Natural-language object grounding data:
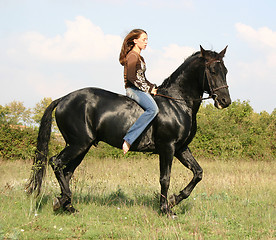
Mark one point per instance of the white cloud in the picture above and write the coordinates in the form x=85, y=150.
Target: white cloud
x=83, y=41
x=161, y=64
x=262, y=37
x=255, y=76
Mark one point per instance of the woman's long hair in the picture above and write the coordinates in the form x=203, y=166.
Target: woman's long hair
x=128, y=44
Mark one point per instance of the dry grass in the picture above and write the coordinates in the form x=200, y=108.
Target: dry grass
x=119, y=199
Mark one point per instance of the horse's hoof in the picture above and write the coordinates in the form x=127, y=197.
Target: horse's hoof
x=172, y=200
x=70, y=209
x=56, y=204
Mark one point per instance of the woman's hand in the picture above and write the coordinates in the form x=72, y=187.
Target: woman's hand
x=154, y=91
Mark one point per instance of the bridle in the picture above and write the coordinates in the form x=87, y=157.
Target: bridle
x=208, y=76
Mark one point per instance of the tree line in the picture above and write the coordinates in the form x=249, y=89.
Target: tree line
x=232, y=133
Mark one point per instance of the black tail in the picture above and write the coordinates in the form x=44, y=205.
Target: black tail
x=40, y=160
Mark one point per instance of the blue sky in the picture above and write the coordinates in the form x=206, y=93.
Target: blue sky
x=49, y=48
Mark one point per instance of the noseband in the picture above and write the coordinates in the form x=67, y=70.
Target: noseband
x=209, y=78
x=208, y=75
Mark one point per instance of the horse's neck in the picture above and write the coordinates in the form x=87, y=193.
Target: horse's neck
x=186, y=85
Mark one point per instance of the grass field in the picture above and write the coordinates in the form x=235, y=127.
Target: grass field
x=119, y=199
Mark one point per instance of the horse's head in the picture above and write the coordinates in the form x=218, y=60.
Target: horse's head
x=215, y=77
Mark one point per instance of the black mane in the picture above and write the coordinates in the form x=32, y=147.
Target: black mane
x=183, y=67
x=167, y=82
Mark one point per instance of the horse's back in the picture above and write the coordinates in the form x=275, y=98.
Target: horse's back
x=93, y=114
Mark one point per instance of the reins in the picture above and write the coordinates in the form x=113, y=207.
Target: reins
x=182, y=99
x=212, y=91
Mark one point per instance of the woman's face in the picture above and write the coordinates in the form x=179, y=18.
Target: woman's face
x=142, y=41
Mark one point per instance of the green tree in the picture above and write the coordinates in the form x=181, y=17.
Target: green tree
x=15, y=113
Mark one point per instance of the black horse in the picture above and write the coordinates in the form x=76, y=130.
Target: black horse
x=90, y=115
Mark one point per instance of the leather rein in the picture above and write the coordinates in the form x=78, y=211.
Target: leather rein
x=212, y=91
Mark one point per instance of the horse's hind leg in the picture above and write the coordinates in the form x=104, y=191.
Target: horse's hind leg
x=64, y=165
x=187, y=159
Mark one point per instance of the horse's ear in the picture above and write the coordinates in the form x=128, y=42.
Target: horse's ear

### Problem to solve
Each record above needs to be transcribed word for word, with its pictures omitted.

### Written answer
Mark one point per instance of the white cloud in the picture above and write the coordinates in the form x=85, y=150.
Target: white cloud
x=83, y=41
x=161, y=64
x=262, y=37
x=255, y=76
Mark one point per instance of the woman's long hair in the picture above and write the coordinates in the form x=203, y=166.
Target: woman's long hair
x=128, y=44
Mark one point per instance of the dry grass in the picture above and write the coordinates in the form x=200, y=108.
Target: dry grass
x=119, y=199
Mark one point per instance of the horse's hoof in the picture above and write the coordinates in the form x=127, y=197.
Target: horse's hoof
x=172, y=200
x=70, y=209
x=56, y=204
Mark one point per instance of the woman's hand in the picture above and write the coordinates in the form x=72, y=187.
Target: woman's hand
x=154, y=91
Mark one point per instance of the bridle in the picture above and write the coordinates in the form x=87, y=157.
Target: bridle
x=208, y=76
Mark one point per instance of the tree line in the picture above and write the coordinates in the form x=249, y=89.
Target: tree line
x=232, y=133
Mark one point per instance of the black tail in the picture above and write the coordinates in the form x=44, y=205.
Target: black tail
x=40, y=160
Mark one point per instance of the blue sky in the picture above and write the coordinates in the form x=206, y=93.
Target: blue sky
x=49, y=48
Mark one point per instance of the noseband in the picture above and write the coordinates in the form x=67, y=70.
Target: noseband
x=209, y=78
x=208, y=75
Mark one point per instance of the horse's neck in the picture above and write the coordinates in the form x=87, y=193.
Target: horse's neck
x=186, y=85
Mark one point per instance of the grass field in the picture above and write the coordinates in the form x=235, y=127.
Target: grass field
x=119, y=199
Mark one point per instance of the horse's head in the picture above and write the coordinates in the form x=218, y=60.
Target: horse's head
x=215, y=77
Mark one point per instance of the black mane in the picture above and write the coordinates in the form x=32, y=147.
Target: black mane
x=183, y=67
x=167, y=82
Mark one point per instance of the horse's back in the picture above and write the coordinates in the form x=275, y=98.
Target: horse's back
x=93, y=114
Mark one point per instance of the reins in the picture above and write the coordinates in the form x=113, y=207.
Target: reins
x=182, y=99
x=212, y=91
Mark one point per instance of the woman's face in the picture above and write the coordinates in the form x=179, y=18.
Target: woman's face
x=142, y=41
Mark one point per instance of the green tree in the picture above and write the coordinates in the form x=181, y=17.
Target: green tree
x=15, y=113
Mark one point per instance of the black horse in the picture above and write the coordinates in the form x=76, y=130.
Target: black horse
x=90, y=115
Mark one point per instance of the leather rein in the picture above and write the coordinates in the form x=78, y=211.
Target: leather rein
x=212, y=91
Mark one point per instance of the horse's hind leg in the picture above and write the coordinates in the form x=104, y=191.
Target: horse's hind leg
x=64, y=165
x=187, y=159
Mark one point per instance of the horse's ear in the picture above and write the coordinates in the form x=128, y=42.
Target: horse's ear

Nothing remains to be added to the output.